§ **Yang Perlu Dikerjakan**
**A)** Menurut kutipan tentang salah memilih jurusan, apa yang semula dibayangkan penulisnya tentang profesi yang diambil?
**B)** Kumpulkan setiap baris catatan yang memuat kata "woman". Huruf besar dan kecil dibedakan.

§ **Sumber**
______________________________
Celakanya, setelah lulus, saya baru mengetahui kalau saya ternyata salah memilih jurusan. Profesi yang saya ambil, ternyata lebih menekankan kepada pelayanan obat ke pasien. Bukan seperti yang saya bayangkan. Berdiam diri di laboratorium, sambil meneliti hal-hal kecil dengan mikroskop. Tapi yang terjadi adalah saya harus menerima resep, membacanya, memberikan harga, menyiapkan permintaan resep, meracik, mengemas, dan menyerahkan permintaan resep kepada pasien. Saya sempat kecewa.
______________________________
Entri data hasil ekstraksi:
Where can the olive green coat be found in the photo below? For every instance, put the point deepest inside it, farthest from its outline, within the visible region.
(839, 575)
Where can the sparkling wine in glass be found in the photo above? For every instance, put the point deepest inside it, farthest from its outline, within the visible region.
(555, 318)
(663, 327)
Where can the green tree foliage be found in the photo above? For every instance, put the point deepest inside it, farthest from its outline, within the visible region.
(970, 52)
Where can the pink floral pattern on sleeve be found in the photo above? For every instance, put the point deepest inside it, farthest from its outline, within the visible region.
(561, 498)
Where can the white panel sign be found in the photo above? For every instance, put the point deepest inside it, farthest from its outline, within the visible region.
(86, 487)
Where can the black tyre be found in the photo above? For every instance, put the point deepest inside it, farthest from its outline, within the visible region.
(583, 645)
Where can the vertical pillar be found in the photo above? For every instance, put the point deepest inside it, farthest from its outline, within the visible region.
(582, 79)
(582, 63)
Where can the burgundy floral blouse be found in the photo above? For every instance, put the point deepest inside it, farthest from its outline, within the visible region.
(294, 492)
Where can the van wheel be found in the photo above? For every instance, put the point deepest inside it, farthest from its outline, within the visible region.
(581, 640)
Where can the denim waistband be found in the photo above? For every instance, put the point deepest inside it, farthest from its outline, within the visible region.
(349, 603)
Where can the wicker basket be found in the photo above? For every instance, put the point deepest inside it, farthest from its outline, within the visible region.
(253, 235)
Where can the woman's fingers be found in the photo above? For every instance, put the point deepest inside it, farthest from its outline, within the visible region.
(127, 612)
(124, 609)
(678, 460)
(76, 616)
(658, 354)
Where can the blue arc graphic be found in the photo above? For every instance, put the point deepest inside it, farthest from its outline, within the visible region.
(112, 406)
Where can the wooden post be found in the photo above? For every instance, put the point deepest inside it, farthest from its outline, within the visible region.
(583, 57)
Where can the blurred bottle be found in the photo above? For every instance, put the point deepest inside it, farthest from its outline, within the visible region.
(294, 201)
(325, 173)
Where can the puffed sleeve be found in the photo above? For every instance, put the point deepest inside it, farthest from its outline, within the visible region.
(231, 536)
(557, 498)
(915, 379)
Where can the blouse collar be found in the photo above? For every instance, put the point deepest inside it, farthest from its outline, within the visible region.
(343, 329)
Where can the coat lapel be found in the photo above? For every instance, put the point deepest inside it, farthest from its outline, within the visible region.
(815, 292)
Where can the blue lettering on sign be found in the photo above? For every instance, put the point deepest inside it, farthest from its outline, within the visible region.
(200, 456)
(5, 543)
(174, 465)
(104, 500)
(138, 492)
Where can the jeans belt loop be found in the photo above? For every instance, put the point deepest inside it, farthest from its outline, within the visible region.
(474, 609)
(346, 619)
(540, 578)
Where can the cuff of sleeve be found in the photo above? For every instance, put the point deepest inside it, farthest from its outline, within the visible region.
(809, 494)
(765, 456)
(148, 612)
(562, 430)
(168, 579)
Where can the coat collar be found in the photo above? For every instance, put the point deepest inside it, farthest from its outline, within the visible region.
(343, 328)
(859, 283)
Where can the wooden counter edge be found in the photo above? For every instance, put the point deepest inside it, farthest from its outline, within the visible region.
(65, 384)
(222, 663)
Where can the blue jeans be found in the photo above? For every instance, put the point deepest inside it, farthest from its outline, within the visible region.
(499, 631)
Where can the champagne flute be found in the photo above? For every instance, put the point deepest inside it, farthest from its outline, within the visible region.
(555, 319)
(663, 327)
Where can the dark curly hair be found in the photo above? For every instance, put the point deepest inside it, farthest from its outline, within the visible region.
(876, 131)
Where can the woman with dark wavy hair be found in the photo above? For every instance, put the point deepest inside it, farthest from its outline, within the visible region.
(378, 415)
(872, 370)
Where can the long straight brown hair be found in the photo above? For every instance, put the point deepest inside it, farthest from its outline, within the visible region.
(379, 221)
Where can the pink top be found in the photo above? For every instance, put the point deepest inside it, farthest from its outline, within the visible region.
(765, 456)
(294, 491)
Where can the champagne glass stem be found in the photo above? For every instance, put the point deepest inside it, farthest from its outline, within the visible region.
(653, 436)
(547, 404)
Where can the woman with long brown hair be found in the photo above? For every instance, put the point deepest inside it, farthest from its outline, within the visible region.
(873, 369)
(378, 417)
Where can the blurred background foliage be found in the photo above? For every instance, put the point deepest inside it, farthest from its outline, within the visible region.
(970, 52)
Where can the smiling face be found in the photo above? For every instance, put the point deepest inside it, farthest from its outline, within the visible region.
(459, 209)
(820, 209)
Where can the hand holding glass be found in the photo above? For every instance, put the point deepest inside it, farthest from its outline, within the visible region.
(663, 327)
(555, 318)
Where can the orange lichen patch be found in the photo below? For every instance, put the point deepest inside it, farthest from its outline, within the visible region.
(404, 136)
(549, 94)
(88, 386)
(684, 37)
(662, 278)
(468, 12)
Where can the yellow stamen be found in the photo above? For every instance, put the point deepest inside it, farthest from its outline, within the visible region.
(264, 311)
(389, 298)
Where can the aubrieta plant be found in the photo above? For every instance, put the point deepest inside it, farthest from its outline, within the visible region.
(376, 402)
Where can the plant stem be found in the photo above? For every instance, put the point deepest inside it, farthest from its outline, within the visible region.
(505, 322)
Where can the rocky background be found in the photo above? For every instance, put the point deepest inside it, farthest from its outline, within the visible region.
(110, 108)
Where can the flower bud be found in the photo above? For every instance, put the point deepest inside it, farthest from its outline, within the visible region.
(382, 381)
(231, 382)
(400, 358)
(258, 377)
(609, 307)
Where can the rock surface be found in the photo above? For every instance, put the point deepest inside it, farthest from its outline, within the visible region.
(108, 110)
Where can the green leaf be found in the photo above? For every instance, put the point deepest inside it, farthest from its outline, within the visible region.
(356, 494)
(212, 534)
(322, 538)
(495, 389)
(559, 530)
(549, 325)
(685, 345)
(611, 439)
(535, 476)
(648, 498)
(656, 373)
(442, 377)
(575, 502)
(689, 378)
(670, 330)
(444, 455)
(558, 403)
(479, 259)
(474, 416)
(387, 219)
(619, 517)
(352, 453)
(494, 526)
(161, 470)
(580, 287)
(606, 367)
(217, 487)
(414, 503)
______________________________
§ **Jawaban di Bawah**
**A)** Berdiam diri di laboratorium sambil meneliti hal-hal kecil dengan mikroskop.

**B)**
Where can the woman's fingers be found in the photo above? For every instance, put the point deepest inside it, farthest from its outline, within the visible region.
Where can the woman with dark wavy hair be found in the photo above? For every instance, put the point deepest inside it, farthest from its outline, within the visible region.
Where can the woman with long brown hair be found in the photo above? For every instance, put the point deepest inside it, farthest from its outline, within the visible region.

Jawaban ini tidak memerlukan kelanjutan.